Entries for pointing and labeling:
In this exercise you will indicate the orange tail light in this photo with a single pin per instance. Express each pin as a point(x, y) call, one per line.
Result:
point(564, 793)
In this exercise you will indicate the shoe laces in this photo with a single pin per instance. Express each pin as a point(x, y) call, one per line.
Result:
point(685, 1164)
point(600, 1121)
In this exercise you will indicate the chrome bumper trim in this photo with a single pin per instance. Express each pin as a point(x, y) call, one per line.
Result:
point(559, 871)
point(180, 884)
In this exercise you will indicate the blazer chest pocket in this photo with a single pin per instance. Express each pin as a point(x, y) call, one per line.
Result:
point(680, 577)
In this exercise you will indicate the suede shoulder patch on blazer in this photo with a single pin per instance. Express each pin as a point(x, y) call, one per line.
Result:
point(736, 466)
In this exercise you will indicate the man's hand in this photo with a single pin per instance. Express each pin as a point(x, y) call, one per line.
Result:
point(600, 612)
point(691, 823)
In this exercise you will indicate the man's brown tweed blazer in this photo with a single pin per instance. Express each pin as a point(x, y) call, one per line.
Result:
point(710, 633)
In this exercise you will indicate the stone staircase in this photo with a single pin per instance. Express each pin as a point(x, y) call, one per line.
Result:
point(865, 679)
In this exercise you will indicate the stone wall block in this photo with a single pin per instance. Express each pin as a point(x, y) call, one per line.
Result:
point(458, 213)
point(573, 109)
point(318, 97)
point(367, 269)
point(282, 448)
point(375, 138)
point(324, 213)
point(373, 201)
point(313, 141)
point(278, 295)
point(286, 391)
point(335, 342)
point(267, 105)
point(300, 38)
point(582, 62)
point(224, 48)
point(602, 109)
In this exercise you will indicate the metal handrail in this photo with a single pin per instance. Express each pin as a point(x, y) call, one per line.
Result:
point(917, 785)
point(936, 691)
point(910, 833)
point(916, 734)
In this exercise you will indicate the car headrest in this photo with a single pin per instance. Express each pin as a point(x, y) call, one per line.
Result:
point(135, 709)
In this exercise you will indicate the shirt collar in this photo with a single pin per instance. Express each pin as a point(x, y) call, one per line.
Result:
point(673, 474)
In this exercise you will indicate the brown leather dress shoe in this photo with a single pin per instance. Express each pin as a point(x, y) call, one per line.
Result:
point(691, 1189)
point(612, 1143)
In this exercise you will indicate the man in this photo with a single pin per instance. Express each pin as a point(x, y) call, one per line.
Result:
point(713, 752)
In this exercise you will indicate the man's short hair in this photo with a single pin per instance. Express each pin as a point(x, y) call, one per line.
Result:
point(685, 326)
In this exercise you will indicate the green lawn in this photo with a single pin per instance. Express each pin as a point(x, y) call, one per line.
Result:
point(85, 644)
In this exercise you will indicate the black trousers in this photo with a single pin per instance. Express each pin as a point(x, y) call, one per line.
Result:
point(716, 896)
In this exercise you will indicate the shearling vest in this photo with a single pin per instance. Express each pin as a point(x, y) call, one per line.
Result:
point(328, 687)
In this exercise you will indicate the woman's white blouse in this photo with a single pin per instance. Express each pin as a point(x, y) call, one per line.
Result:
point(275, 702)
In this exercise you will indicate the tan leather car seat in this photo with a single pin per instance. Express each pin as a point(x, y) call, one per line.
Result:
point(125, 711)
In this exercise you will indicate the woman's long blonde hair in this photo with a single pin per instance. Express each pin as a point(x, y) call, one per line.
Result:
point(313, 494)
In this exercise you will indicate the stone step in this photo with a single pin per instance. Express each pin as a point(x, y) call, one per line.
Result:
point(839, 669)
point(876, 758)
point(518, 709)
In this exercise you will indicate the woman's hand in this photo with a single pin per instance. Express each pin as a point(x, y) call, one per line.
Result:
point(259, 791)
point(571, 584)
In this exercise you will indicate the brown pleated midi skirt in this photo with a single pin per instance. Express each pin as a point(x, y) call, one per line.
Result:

#### The request
Repeat every item above word for word.

#### The solution
In this exercise you will indicate the orange tail light in this photo with a single pin per instance. Express each pin as a point(x, y) call, one per line.
Result:
point(564, 793)
In this exercise you will indicate the shoe laces in this photo with a single pin per instance. Express each pin as a point(x, y) call, one per line.
Result:
point(685, 1164)
point(600, 1121)
In this exercise you will indicate the chrome bumper trim in this photo with a single pin per instance. Express each pin as a point(x, y) call, one per line.
Result:
point(559, 871)
point(180, 884)
In this exercise you will indicate the blazer chest pocket in this photo with a single pin per instance. Express each pin as a point(x, y) call, one per line.
Result:
point(680, 577)
In this exercise you will indicate the suede shoulder patch on blazer in this photo with a single pin per instance. Express each pin as a point(x, y) call, one per line.
Result:
point(736, 466)
In this exercise you will indicate the man's hand in this photo with a single pin per instance. Express each pin as a point(x, y) call, one per line.
Result:
point(600, 612)
point(691, 823)
In this exercise you will indicate the man's brown tweed blazer in this photo with a single pin per instance. Express each pin as a point(x, y) call, one per line.
Result:
point(710, 633)
In this exercise you will indicate the stone staircase in this photo with a single pin per instance. Express each pin as a point(x, y) call, one per line.
Result:
point(865, 679)
In this exercise you will indicate the stone wall block in this photo with a single pin per instance. Express each pin as a point(x, y) call, one per line.
Result:
point(458, 213)
point(573, 109)
point(318, 97)
point(367, 269)
point(282, 448)
point(375, 138)
point(324, 213)
point(373, 201)
point(313, 141)
point(278, 295)
point(286, 391)
point(335, 342)
point(267, 105)
point(300, 38)
point(582, 62)
point(224, 48)
point(602, 109)
In this exercise you will indicate the metal handrail in this photo with a single pin per instance. Express each pin as a point(x, y) call, one per line.
Result:
point(917, 785)
point(936, 691)
point(910, 833)
point(916, 734)
In this exercise you will indicate the car headrest in this photo with a single pin per instance. Express each pin as a point(x, y) call, one per line.
Result:
point(135, 709)
In this exercise you will indicate the shirt collar in this photo with a single pin per instance. Express each pin as a point(x, y) call, one per line.
Result:
point(673, 474)
In this exercise you will indicate the brown leather dress shoe in this photo with a single pin per instance. Express each pin as a point(x, y) call, one per line.
Result:
point(691, 1189)
point(612, 1143)
In this exercise you will indicate the man in this photo with a single pin per instance. Express each pin as a point(x, y) call, one per line.
Result:
point(713, 752)
In this exercise you will indicate the man's short hair in this photo with a single pin per instance. Express each pin as a point(x, y) call, one per line.
Result:
point(685, 326)
In this exercise you will indicate the green lawn in this photo with a single pin per instance. Express each pin as a point(x, y) call, one per line.
Result:
point(85, 644)
In this exercise you will indicate the black trousers in this photo with a single pin per instance. Express each pin as a point(x, y) call, one per line.
Result:
point(716, 896)
In this exercise you will indicate the shearling vest in this photo with a single pin per instance. Express each pin as a point(x, y) call, one per line.
Result:
point(328, 687)
In this exercise you will indicate the woman's white blouse in this photo with a single pin per instance. Express each pin as a point(x, y) call, one per line.
Result:
point(275, 702)
In this exercise you will indicate the tan leather car seat in this photo with a single pin per instance. Express each pin as a point(x, y) call, one per line.
Result:
point(125, 711)
In this exercise you will indicate the woman's long blonde hair in this photo with a single pin per instance. Express each pin as a point(x, y) call, one per line.
Result:
point(313, 494)
In this exercise you will indicate the stone step in this photo with a single pin per instance. Express each pin as a point(x, y) call, one per line.
Result:
point(839, 669)
point(876, 758)
point(518, 709)
In this exercise you will indicate the woman's hand in this photo with a single pin per instance. Express each pin as a point(x, y) call, one per line.
Result:
point(259, 791)
point(571, 584)
In this exercise you will indicate the brown pleated midi skirt in this photo with a single pin per instance. Express each pin as a point(x, y) call, one per line.
Result:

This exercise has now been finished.